● **Parts of the exercise**:
1. In the article on Catalonia, to which city did San Miguel's industrial division move its registered office?
2. Please write out the article on Catalonia from "LZ Retailytics" up to and including "shareholders general assembly.", swapping "Freixenet" for "Codorníu".
3. Continue the article on Catalonia from where it stops.

Spain Manufacturers Distance Themselves From Catalonia

Gildas Aitamer (Senior Retail Analyst)
12 October 2017
San Miguel beer on the shelves of a Catalan supermarket. Its industrial division moved its registered office to Málaga (southern Spain) last week.
LZ Retailytics
San Miguel beer on the shelves of a Catalan supermarket. Its industrial division moved its registered office to Málaga (southern Spain) last week.

The retail industry in not impervious to the tensions between the Spanish federal and Catalan governments regarding the independence of the autonomous community. Very much as in other sectors, some major FMCG manufacturers have relocated their registered offices to other parts of Spain, including San Miguel beers, Bimbo bakeries, and the owner of Cola Cao chocolate powder-mix, to name but a few iconic brands. A few others are seriously considering the idea, such as Freixenet sparkling wines. The moves are being facilitated by an emergency decree published earlier this month in which the Spanish government allows registered office transfers to take place without the vote of the shareholders general assembly.

● **Records of labeled points**:
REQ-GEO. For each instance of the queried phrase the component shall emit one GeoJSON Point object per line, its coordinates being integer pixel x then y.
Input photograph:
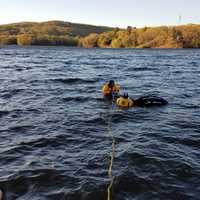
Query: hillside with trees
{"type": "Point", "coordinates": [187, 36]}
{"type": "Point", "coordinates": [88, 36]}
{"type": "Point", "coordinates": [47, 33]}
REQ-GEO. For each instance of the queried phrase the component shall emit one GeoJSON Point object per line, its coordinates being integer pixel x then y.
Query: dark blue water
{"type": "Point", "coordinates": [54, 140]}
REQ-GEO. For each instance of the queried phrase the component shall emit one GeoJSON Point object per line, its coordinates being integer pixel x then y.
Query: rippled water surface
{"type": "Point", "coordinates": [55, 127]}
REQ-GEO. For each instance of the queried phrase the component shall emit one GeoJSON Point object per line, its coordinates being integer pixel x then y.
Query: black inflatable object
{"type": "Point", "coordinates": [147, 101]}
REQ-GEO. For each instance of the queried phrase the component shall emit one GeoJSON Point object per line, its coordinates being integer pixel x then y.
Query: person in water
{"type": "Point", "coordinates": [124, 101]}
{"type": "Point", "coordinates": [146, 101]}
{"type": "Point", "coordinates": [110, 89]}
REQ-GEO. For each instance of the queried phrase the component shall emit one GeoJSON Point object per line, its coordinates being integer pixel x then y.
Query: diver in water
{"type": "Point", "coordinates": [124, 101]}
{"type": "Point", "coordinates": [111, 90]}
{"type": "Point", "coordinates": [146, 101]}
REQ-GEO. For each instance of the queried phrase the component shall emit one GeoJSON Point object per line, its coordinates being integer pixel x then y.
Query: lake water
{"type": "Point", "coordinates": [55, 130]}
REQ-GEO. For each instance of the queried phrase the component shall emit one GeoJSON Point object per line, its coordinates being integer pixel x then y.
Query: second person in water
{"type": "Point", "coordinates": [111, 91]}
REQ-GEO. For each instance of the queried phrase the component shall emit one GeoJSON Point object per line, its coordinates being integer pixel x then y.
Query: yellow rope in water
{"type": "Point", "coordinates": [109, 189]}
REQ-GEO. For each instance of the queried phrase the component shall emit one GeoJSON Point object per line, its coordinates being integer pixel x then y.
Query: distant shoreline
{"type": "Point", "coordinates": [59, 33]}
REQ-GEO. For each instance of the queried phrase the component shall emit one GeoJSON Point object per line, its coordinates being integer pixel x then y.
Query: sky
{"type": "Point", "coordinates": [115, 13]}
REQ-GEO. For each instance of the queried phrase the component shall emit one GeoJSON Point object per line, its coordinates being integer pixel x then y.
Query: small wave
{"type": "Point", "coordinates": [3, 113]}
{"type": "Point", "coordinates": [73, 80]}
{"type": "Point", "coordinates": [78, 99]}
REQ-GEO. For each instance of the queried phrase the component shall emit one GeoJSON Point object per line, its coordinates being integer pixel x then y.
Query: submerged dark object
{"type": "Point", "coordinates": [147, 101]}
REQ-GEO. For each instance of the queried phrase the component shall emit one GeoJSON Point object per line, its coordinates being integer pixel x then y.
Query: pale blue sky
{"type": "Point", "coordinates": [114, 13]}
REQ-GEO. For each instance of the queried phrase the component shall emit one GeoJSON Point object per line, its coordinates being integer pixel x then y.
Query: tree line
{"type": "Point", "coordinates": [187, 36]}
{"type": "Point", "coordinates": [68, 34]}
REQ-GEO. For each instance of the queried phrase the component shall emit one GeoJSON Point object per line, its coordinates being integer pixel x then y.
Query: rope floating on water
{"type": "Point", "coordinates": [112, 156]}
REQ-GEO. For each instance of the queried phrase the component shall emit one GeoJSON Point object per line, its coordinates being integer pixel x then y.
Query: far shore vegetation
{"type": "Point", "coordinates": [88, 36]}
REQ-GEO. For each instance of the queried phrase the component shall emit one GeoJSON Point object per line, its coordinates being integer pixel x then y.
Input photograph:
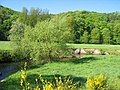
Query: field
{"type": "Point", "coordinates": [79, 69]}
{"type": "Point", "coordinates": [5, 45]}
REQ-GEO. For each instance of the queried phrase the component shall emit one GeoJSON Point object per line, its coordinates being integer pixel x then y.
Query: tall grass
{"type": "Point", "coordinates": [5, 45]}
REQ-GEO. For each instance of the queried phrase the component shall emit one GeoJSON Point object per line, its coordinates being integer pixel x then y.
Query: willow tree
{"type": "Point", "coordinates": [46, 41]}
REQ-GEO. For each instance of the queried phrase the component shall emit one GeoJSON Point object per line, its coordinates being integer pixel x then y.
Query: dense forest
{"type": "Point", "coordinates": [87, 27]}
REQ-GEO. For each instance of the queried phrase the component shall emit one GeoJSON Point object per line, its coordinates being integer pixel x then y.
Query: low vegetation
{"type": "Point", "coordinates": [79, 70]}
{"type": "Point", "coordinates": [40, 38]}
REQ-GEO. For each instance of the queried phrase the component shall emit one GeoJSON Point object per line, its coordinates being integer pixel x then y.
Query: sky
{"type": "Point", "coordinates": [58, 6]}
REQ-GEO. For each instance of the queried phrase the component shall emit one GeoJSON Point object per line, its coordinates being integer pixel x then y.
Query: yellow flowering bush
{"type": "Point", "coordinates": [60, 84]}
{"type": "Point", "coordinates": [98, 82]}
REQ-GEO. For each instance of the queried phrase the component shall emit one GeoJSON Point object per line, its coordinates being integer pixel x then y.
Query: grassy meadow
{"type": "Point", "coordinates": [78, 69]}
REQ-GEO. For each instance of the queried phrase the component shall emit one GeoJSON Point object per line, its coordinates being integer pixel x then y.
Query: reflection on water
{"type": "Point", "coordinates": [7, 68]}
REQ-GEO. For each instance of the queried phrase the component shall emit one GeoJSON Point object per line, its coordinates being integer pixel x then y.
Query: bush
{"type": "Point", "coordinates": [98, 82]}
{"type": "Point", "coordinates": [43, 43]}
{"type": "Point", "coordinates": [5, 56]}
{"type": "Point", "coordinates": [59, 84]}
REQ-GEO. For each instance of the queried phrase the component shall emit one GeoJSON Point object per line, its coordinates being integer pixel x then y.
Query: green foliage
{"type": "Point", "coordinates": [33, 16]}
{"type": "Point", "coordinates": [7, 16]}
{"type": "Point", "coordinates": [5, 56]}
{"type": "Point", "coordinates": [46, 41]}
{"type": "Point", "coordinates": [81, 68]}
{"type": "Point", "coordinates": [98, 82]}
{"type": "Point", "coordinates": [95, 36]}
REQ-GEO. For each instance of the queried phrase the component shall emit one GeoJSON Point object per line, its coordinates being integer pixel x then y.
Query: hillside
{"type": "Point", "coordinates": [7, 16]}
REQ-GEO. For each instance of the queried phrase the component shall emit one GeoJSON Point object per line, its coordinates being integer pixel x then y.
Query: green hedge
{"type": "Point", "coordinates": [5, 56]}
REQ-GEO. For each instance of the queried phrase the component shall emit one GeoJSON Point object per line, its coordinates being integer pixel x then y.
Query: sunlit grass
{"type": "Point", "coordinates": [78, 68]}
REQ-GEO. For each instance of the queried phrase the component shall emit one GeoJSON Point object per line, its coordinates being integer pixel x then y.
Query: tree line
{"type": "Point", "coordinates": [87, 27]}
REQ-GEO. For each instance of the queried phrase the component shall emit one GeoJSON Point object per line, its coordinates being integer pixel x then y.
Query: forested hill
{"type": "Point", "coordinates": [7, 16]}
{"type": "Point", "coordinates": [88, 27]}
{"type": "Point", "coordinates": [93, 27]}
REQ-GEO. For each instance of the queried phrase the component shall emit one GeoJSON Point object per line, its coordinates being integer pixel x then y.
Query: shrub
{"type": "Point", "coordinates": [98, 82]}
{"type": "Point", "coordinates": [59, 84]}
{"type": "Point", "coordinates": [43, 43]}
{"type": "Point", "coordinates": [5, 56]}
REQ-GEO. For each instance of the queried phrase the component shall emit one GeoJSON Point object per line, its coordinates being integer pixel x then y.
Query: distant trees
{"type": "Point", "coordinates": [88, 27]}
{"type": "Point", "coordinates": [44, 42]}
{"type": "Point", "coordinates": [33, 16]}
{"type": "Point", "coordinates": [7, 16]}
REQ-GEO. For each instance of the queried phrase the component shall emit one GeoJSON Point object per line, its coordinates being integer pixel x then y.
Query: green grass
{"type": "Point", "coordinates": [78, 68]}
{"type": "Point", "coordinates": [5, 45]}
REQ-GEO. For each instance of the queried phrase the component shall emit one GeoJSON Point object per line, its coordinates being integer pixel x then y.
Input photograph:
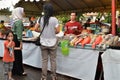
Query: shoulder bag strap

● **Responses to the exercise**:
1. Málaga, in southern Spain.

2.
LZ Retailytics
San Miguel beer on the shelves of a Catalan supermarket. Its industrial division moved its registered office to Málaga (southern Spain) last week.

The retail industry in not impervious to the tensions between the Spanish federal and Catalan governments regarding the independence of the autonomous community. Very much as in other sectors, some major FMCG manufacturers have relocated their registered offices to other parts of Spain, including San Miguel beers, Bimbo bakeries, and the owner of Cola Cao chocolate powder-mix, to name but a few iconic brands. A few others are seriously considering the idea, such as Codorníu sparkling wines. The moves are being facilitated by an emergency decree published earlier this month in which the Spanish government allows registered office transfers to take place without the vote of the shareholders general assembly.

3.
While some of the family-owned Catalan manufacturers and retailers have regional sympathies, most are walking on eggshells amid boycott threats. CEO of market leader Mercadona, Juan Roig, told the local press "as a Spaniard and a person I am preoccupied and anxious. That's the word. There is a major problem in Spain and we must acknowledge it. It should be solved through discussion."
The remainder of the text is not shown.